**Ketentuan Tugas:**
(1) Menurut ulasan lukisan di bawah, berapa ukuran lukisan Dampak Modernisasi?
(2) Ubah paragraf ulasan lukisan yang diawali "Daya tariknya jelas" menjadi daftar poin singkat, tanpa membuang fakta utamanya.
(3) Teruskan ulasan lukisan di bawah, mulai setelah kalimat terakhirnya.
---------- Kutipan Pilihan
Lukisan pertama, Dampak Modernisasi, memiliki dimensi 120 x 180 sentimeter. Teknik Camelia saat mengeksekusi cat minyak begitu handal, begitu halus dan menghasilkan objek dengan realis yang tinggi. Disini ia
menggambarkan sebuah mobil biru pudar yang berkarat serta rusak; banyak bagian dari mobil yang sudah usang dan lepas, tergeletak di sekeliling badan mobil. Disini saya mengagumi lagi kejelian Camelia dalam membuat detail pernak-pernik yang dahsyat. Meski hanya sekedar rongsokan kecil-kecil, namun salah satu kekuatan lukisan ini ada pada penggambaram tumpang tindihnya. Detail artistik juga nampak pada televisi rusak disebelah mobil, gumpalan tanah di bawah mobil, serta penggambaran satwa-satwa yang ada di dalam lukisan.
            Daya tariknya jelas, pada teknik yang luar biasa dan surealis yang nyata. Warna hangat dari lukisan ini seakan menggambarkan kesenduan, meski dikemas dengan gradasi gelap menuju terang khas Camelia yang lembut. Namun ketika ia menggambarkan figur hewan-hewan pada dinding belakang mobil, lukisan ini terasa turun nilainya. Tidak ada kesatuan antara figur-figur satwa langka tersebut dengan objek disekitarnya. Terlihat resah, figur-figur tersebut hanya nampak seperti tempelan. Begitu pula dengan gambar suasana perkotaan yang ia taruh begitu saja di bagian kanan lukisan. Ia bahkan dengan jelas menggambarkan pemandangan tersebut seperti poster, dengan aksen gulungan kertas di sebelah kiri atas. Lagi-lagi, masih terlihat sebuah gambar dalam gambar, padahal ini bukanlah kolase. Hal serupa menimpa telur yang baru menetas dan tunas diatas tanah. Keberadaan mereka amat terpisah dari objek yang lain. Seperti hanya menumpang lewat, atau melayang rendah begitu saja diatas kertas.
--------------------
---------- Kumpulan Catatan
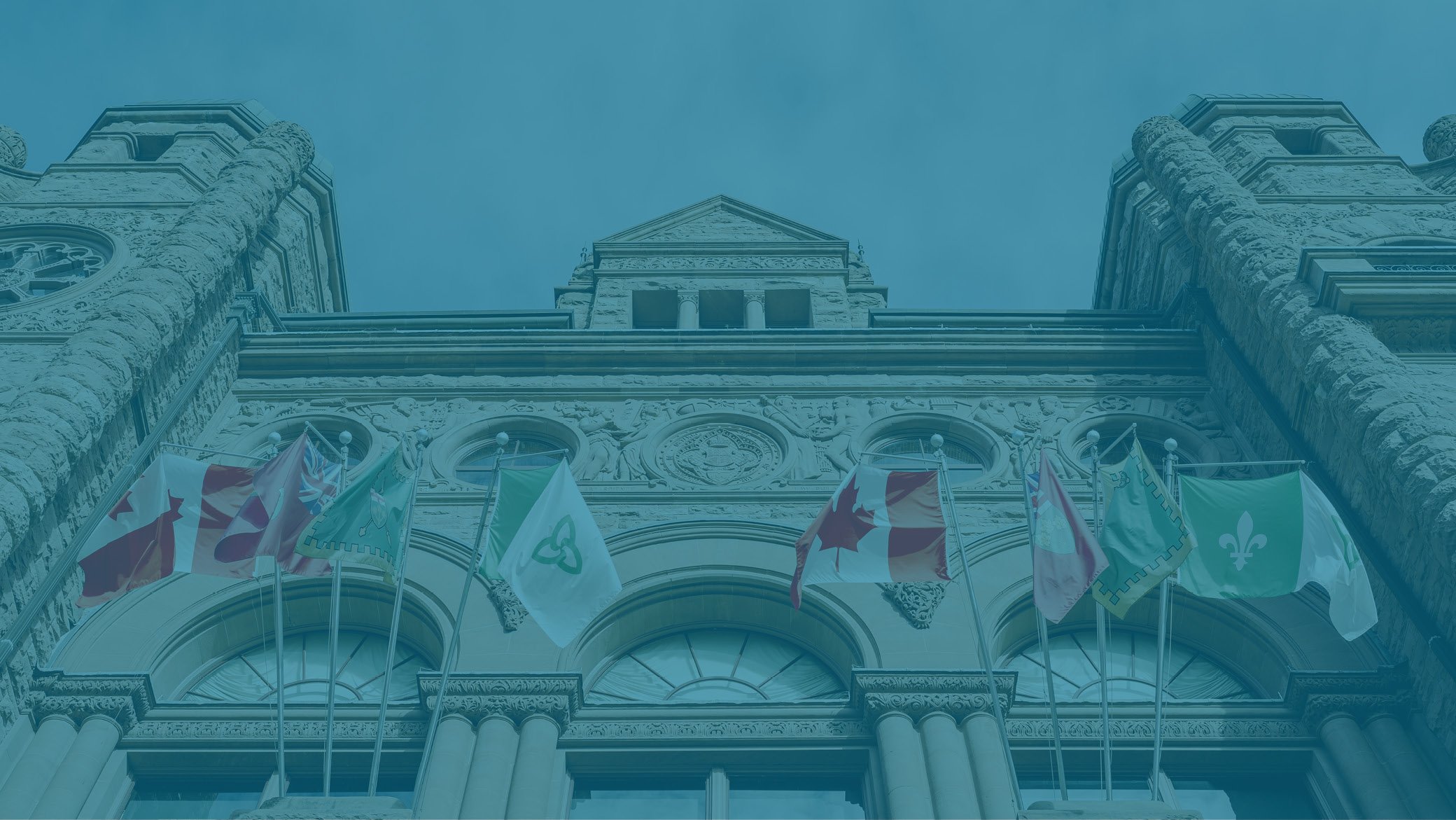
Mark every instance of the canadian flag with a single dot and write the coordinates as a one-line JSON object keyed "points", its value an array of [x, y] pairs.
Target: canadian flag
{"points": [[880, 526], [168, 522], [1065, 554], [187, 516]]}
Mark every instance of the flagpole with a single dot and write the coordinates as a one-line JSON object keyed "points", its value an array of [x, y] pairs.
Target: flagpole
{"points": [[486, 512], [1042, 621], [393, 621], [1155, 787], [980, 628], [1101, 620], [334, 625]]}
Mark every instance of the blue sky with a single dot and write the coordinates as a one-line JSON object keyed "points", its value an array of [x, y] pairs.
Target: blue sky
{"points": [[478, 146]]}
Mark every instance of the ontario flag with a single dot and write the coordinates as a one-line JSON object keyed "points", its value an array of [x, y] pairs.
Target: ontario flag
{"points": [[176, 515], [880, 526], [1065, 554]]}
--------------------
**Jawaban yang Diberikan:**
(1) 120 x 180 sentimeter.

(2)
- Daya tarik lukisan ada pada tekniknya yang luar biasa dan surealis yang nyata.
- Warna hangatnya memberi kesan sendu, dikemas dengan gradasi gelap ke terang yang lembut khas Camelia.
- Nilai lukisan terasa turun karena figur satwa langka di dinding belakang mobil tidak menyatu dengan objek di sekitarnya dan hanya tampak seperti tempelan.
- Gambar suasana perkotaan di bagian kanan juga ditaruh begitu saja. Gambar itu dibuat seperti poster dengan aksen gulungan kertas di kiri atas, sehingga tampak seperti gambar dalam gambar walau lukisan ini bukan kolase.
- Telur yang baru menetas dan tunas di atas tanah juga terpisah dari objek lain, seperti hanya menumpang lewat atau melayang rendah di atas kertas.

(3)
            Dimana Camila mengkomunikasikan secara nyata dampak dari modernisasi yang ia gadang sebagai judul dari lukisan? Menurut analisis saya, lukisan ini memang sudah cukup mewakili. Mobil tua yang terbengkalai, satwa-satwa yang resah, kemudian pada bagian bawah, Camila membagi tanah menjadi 3 bagian; atas, tengah, bawah. Pada bagian atas adalah tempat dimana mobil tua, televisi, dan perkakas rongsokan berada. Diantara itu terdapat gerombolan semut dan tikus yang seakan merobek panel dan mengintip tanah bagian tengah, dimana ada penggambaran gumpalan serta tekstur tanah yang digarap dengan serius. Kali ini ada beberapa serangga dan seekor kumbang yang merobek tepian panel, memaksa mata pengamat bergulir ke bagian terbawah. Ada kehampaan dibawah, dimana warna gelap digelar, membayang-bayang tiga tengkorak hewan. Camila memvisualkan periodisasi, dimana semakin lama satwa akan menuju kepunahan. Ia tidak menggambarkan masa depan dalam imajinasinya itu sebagai sesuatu yang penuh harapan, tapi hanya ada kesuraman yang datar.
                  

Gambar 2. Indonesia Punya, Indonesia Kaya
(Sumber: Katalog MAF)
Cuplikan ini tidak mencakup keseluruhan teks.